## Source document
===
Demonstration/proof-of-concept code to demonstrate the use of the [kraken OCR/HTR software](https://kraken.re/) via its API.
This notebook follows the [kraken tutorial](https://kraken.re/main/api.html) closely.

Peter Stokes, EPHE-PSL, March 2025

# Setup

First, we set up the relevant libraries and create a couple of generic helper functions.

First, we need to install Kraken in our Collab environment so that we can use it. **If you are doing this on a system with kraken already installed (e.g. your own computer) then you should skip this step.**

In [None]:
# Only if kraken not already installed (e.g. in Google Collab)
# Kraken pinned to 5.2.9 because later versions seem to conflict with the Collab setup, but this is likely to change.

#!pip install kraken==5.2.9

In [None]:
import kraken
from kraken import blla, serialization
from kraken.lib import vgsl
from PIL import Image

import io, urllib, json, requests

In [None]:
# Download a sample image to test. Note that we don't need a very high resolution image, so let's be good citizens and
# download a version reduced to 25% (note pct:25 in the URL).
# For further information see the IIIF Image API: https://iiif.io/api/image/3.0/#4-image-requests

img_url = 'https://iiif.bodleian.ox.ac.uk/iiif/image/671d12e9-e014-417d-bba1-c3f16ff447f1/full/pct:25/0/default.jpg'

fd = urllib.request.urlopen(img_url)
===
## Challenge a
Render the records as a Markdown table with columns named Row and Line. Begin at the first line of the records and stop after the line that contains "[[[325,1],[0,2],[3,68],[326,68]]]", including both ends, leaving out blank lines and the pictures.
===
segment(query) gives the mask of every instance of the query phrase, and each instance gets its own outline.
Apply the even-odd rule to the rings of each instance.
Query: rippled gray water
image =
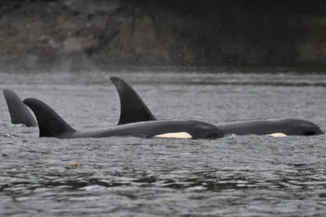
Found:
[[[326,129],[322,75],[1,73],[0,87],[39,98],[87,130],[118,122],[111,76],[159,118],[295,117]],[[2,92],[0,117],[1,216],[326,215],[326,135],[40,138],[38,128],[10,124]]]

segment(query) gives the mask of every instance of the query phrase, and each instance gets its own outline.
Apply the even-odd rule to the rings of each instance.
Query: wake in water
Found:
[[[12,134],[5,133],[4,132],[0,132],[0,136],[5,137],[7,138],[15,138],[18,137]]]

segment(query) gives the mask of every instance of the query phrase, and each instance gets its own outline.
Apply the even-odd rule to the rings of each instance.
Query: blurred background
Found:
[[[325,1],[0,2],[3,68],[326,68]]]

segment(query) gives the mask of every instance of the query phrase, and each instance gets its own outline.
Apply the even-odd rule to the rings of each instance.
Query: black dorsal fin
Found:
[[[157,120],[131,86],[117,77],[111,77],[110,80],[115,86],[120,98],[118,125]]]
[[[23,102],[36,117],[40,130],[40,137],[56,137],[61,134],[76,130],[70,127],[49,106],[34,98],[25,99]]]
[[[37,122],[18,95],[8,89],[4,89],[3,92],[10,115],[11,123],[22,124],[26,127],[37,126]]]

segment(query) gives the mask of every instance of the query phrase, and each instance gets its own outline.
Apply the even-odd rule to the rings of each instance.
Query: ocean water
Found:
[[[118,122],[112,76],[158,118],[298,117],[326,129],[326,76],[318,74],[2,73],[0,87],[44,101],[76,130],[94,129]],[[38,128],[11,124],[0,96],[2,217],[326,215],[326,135],[38,136]]]

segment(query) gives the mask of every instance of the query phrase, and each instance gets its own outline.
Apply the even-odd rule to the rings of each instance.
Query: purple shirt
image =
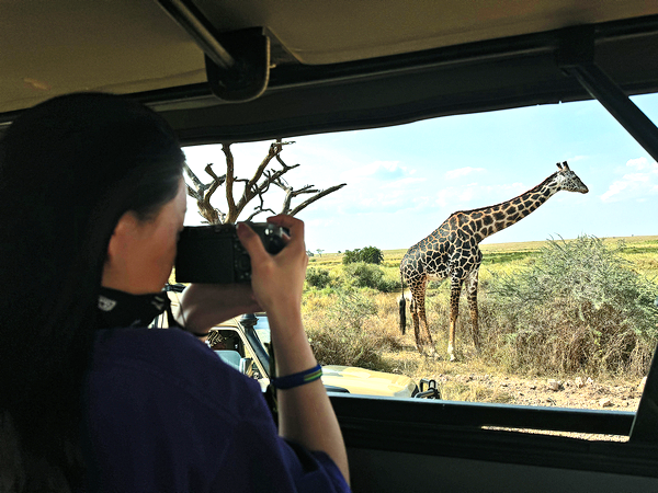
===
## Challenge b
Answer these questions from the kraken notebook:
(i) Which version of kraken is pinned in the install step?
(ii) To what percentage is the downloaded sample image reduced?
(iii) Which tutorial does the notebook follow closely?

## Task response a
| Row | Line |
|---|---|
| 1 | segment(query) gives the mask of every instance of the query phrase, and each instance gets its own outline. |
| 2 | Apply the even-odd rule to the rings of each instance. |
| 3 | Query: rippled gray water |
| 4 | image = |
| 5 | Found: |
| 6 | [[[326,129],[322,75],[1,73],[0,87],[39,98],[87,130],[118,122],[111,76],[159,118],[295,117]],[[2,92],[0,117],[1,216],[326,215],[326,135],[40,138],[38,128],[10,124]]] |
| 7 | segment(query) gives the mask of every instance of the query phrase, and each instance gets its own outline. |
| 8 | Apply the even-odd rule to the rings of each instance. |
| 9 | Query: wake in water |
| 10 | Found: |
| 11 | [[[12,134],[5,133],[4,132],[0,132],[0,136],[5,137],[7,138],[15,138],[18,137]]] |
| 12 | segment(query) gives the mask of every instance of the query phrase, and each instance gets its own outline. |
| 13 | Apply the even-odd rule to the rings of each instance. |
| 14 | Query: blurred background |
| 15 | Found: |
| 16 | [[[325,1],[0,2],[3,68],[326,68]]] |

## Task response b
(i) 5.2.9
(ii) 25%
(iii) The kraken tutorial